*Consigne écrite 1*
Reproduisez telles quelles les lignes des entrées qui vont de celle contenant «In the photo above, where can the boy in» jusqu'à la fin des entrées, ces deux limites comprises.

*Texte à lire*
▶
Alice Modolo : « Descendre plus loin que les 100 mètres »



En atteignant 82 mètres de profondeur dans les eaux turques de la Méditerranée, la Française Alice Modolo a signé une belle quatrième place lors des mondiaux d’apnée la semaine dernière. Cette chirurgien-dentiste de Nice, revient pour nous sur cette compétition, sur les spécificités de l’apnée en bipalmes et en monopalme et sur ce qui l’a poussée à explorer les grandes profondeurs.

 

La découverte de l’apnée

« J’ai mis 10 ans à trouver le sport qui me convenait. J’ai fait de la danse, de la natation, du tennis… Mais je n’accrochais à rien de spécifique, mes parents étaient désespérés. Pourtant, je sentais bien qu’il y avait quelque chose à aller chercher dans le sport. C’était dur de voir les autres s’épanouir quand ce n’était pas mon cas. Puis à l’âge de 13 ans, j’ai passé mon premier niveau de plongée bouteille. Etant née à Clermont-Ferrand, c’était ma première expérience avec l’eau. Je me suis dit que j’aimais bien ça. Le médecin du sport m’avait demandé pourquoi je voulais faire de la plongée. Je lui avais répondu de façon un peu naïve que je voulais voir ce qu’il y avait au fond. Ce qui n’était pas courant car généralement, les fonds marins nous font peur. Ensuite, c’est après mes 20 ans que j’ai voulu retourner à cette sensation que j’avais éprouvée dans l’eau. J’ai passé mon deuxième niveau bouteille et dans la ligne d’eau d’à côté, il y avait des apnéistes. J’ai essayé cette discipline et le coup de foudre a été immédiat. Je n’ai plus jamais mis de bouteille dans le dos. Ça a changé ma vie au point de déménager à Nice pour pratiquer au mieux ce sport.

La sensation des grands fonds

C’est rare, mais il arrive que sur certaines plongées, on se sente bien du début à la fin. De ma dernière respiration avant de plonger jusqu’à mon retour à l’air libre, les sensations éprouvées peuvent être parfaites. Sur des plongées comme celles des mondiaux, on est davantage dans la recherche de la performance. C’est de l’adrénaline et de l’énergie à l’état pur que l’on emmagasine au fond de soi pour des mois et des mois. C’est ça qui va nous motiver pour continuer à nous entraîner. Pendant une plongée, si on ne se sent pas bien à un moment, Il ne faut pas trop lutter contre ses sensations. On ne doit pas paniquer. Ce sont des éléments qu’il faut savoir intégrer sans se mentir à soi-même. Il faut avoir cette capacité à faire basculer les choses dans le bon sens en laissant le corps évacuer les pensées noires et les mauvaises sensations. C’est un exercice qui demande une concentration extrême. On ne peut jamais se relâcher.
◀
*Consigne écrite 2*
Poursuivez l'entretien d'Alice Modolo sur l'apnée à partir de sa dernière phrase.

*Entrées fournies*
▶
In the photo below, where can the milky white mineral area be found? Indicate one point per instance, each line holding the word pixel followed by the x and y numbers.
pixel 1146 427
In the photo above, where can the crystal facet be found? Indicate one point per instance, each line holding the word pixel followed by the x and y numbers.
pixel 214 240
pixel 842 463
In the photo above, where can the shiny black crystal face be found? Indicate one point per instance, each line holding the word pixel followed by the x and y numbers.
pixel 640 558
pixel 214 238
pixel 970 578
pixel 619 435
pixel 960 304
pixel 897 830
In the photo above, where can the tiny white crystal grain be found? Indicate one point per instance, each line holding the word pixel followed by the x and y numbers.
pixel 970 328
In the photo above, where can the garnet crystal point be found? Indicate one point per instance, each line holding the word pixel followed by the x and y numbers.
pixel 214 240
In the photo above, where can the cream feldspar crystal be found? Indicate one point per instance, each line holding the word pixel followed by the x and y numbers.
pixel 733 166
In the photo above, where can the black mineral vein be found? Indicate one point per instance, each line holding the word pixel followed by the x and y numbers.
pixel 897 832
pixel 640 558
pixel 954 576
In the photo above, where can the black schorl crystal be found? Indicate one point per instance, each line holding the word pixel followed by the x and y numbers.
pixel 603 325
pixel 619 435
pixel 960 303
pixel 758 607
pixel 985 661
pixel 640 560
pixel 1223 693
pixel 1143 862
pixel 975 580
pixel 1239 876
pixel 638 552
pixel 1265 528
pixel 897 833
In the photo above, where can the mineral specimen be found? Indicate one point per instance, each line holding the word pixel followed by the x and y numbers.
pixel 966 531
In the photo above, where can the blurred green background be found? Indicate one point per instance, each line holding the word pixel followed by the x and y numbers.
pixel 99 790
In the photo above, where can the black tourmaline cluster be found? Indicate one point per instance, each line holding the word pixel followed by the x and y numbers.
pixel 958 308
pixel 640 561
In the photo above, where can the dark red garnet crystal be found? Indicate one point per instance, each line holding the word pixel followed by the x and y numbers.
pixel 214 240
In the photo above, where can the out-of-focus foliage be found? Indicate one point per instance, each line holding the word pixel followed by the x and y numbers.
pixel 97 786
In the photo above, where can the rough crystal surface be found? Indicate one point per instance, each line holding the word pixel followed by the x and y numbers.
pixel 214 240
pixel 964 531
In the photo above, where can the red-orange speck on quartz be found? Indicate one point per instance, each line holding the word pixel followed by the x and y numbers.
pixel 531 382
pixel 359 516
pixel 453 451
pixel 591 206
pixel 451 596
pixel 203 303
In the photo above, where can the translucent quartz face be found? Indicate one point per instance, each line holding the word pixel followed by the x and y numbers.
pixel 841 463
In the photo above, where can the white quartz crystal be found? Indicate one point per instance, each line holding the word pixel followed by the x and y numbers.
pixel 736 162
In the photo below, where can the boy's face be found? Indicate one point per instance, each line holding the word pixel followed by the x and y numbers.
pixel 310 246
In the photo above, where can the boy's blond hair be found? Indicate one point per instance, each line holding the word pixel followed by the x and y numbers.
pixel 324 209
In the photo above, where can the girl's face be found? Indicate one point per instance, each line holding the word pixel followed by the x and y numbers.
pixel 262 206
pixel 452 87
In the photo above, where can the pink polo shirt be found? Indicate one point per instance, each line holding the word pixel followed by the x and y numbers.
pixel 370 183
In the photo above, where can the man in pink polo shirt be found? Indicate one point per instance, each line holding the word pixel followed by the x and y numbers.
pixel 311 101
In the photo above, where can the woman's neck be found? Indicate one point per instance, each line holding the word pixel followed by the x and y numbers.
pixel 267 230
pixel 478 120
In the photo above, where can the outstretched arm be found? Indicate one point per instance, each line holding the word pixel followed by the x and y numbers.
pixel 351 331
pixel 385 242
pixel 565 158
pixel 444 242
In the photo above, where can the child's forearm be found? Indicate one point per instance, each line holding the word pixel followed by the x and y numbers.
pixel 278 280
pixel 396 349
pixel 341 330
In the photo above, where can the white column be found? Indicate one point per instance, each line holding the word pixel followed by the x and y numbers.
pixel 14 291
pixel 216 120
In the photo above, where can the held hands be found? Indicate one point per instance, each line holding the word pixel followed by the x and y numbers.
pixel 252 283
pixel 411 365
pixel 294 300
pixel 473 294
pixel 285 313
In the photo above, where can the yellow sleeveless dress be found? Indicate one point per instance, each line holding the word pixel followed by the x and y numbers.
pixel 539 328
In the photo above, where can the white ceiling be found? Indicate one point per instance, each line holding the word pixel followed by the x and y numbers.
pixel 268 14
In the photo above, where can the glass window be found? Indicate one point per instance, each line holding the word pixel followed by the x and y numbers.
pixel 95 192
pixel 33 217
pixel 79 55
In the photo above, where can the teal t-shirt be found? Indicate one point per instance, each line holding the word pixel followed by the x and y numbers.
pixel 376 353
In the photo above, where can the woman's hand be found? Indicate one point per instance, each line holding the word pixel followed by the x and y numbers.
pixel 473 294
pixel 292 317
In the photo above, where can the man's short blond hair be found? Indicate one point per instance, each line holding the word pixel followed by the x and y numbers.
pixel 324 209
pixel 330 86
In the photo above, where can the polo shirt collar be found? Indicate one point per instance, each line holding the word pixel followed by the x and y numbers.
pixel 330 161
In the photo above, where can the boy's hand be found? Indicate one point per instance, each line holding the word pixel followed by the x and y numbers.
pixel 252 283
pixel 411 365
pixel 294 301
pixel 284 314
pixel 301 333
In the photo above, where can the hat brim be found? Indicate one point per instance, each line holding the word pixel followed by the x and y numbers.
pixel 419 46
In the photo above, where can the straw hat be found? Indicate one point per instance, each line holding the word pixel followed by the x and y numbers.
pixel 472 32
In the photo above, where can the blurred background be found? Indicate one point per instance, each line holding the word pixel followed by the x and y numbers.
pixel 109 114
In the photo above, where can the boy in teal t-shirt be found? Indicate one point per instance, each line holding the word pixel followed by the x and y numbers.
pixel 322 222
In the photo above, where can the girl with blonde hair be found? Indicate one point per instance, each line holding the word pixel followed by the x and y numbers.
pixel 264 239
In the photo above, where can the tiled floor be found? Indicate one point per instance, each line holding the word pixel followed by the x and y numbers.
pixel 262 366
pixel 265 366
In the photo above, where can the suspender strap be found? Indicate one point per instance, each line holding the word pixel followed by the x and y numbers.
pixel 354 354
◀
*Réponse de l'exercice 1*
In the photo above, where can the boy in teal t-shirt be found? Indicate one point per instance, each line holding the word pixel followed by the x and y numbers.
pixel 322 222
In the photo above, where can the girl with blonde hair be found? Indicate one point per instance, each line holding the word pixel followed by the x and y numbers.
pixel 264 239
In the photo above, where can the tiled floor be found? Indicate one point per instance, each line holding the word pixel followed by the x and y numbers.
pixel 262 366
pixel 265 366
In the photo above, where can the suspender strap be found? Indicate one point per instance, each line holding the word pixel followed by the x and y numbers.
pixel 354 354

*Réponse de l'exercice 2*
 

De la philosophie du plaisir à celle de la performance

Jusqu’à maintenant, je voyais plus l’apnée comme une philosophie de vie. Je ne la considérais pas comme une discipline sportive. J’y allais simplement pour trouver des réponses car ça me permettait de savoir qui j’étais vraiment. Quand on plonge, on ne peut pas se mentir, on doit être en accord avec soi-même. La semaine dernière aux mondiaux, j’ai eu le sentiment que j’avais fait le tour de ces questions. J’étais passée par ce cheminement et j’avais besoin de rebondir avec une autre vision. C’est un tournant dans mon approche qui me permet de prendre l’apnée de manière plus sportive. L’année prochaine, j’irai chercher les médailles et les records, même si je suis consciente qu’une apnée ne s’effectue jamais en force avec la seule volonté d’être la meilleure. Ça ne marche pas comme ça, il y a toujours une part importante de mental.

La pression psychologique en monopalme aux mondiaux de Kas

À l’origine, je suis une spécialiste de l’apnée en monopalme (photo ci-dessus à gauche) mais je me suis aussi engagée en bipalmes (photo de droite) sur les championnats du monde. Comme souvent en compétition, c’est la discipline de l’apnée en monopalme qui lance les hostilités et qui est susceptible d’être reportée car nous utilisons le matériel pour la première fois, nous testons les conditions météorologiques… Et justement, à Kas en Turquie, la compétition a été reportée plusieurs jours. J’ai fini par le payer psychologiquement. J’étais parfaitement prête le jour J et finalement, il a fallu attendre trois jours avant de plonger. C’était dur et après une saison chargée pour moi, je n’ai pas réussi à faire face à ces changements de dernière minute.

 

Le rebond inespéré en bipalmes

C’est finalement en bipalmes que je suis parvenue à exprimer tout mon potentiel sur ces championnats du monde. Pour moi, cette discipline m’a longtemps permis de me préparer au monopalme. Avoir une paire de palmes aux pieds, c’est comme un handicap. C’est une discipline plus intense dans laquelle les apnées sont plus longues car aller vers le fond en bipalmes demande plus de force qu’en monopalme. En Turquie, je termine finalement quatrième avec une marque à 82 mètres alors que la médaille d’or est à seulement sept mètres en-dessous. Quand j’ai réussi cette perf’, la championne du monde est venue me voir en me disant que j’avais trouvé ma discipline. J’entrais dans la cour des grands en bipalmes. Avec le recul, ça permet également de confirmer que je suis capable d’aller bien plus profond en monopalme. Réaliser 82 mètres en bipalmes dans un chrono de 3min20, c’est l’équivalent d’une descente à 100 mètres en monopalme.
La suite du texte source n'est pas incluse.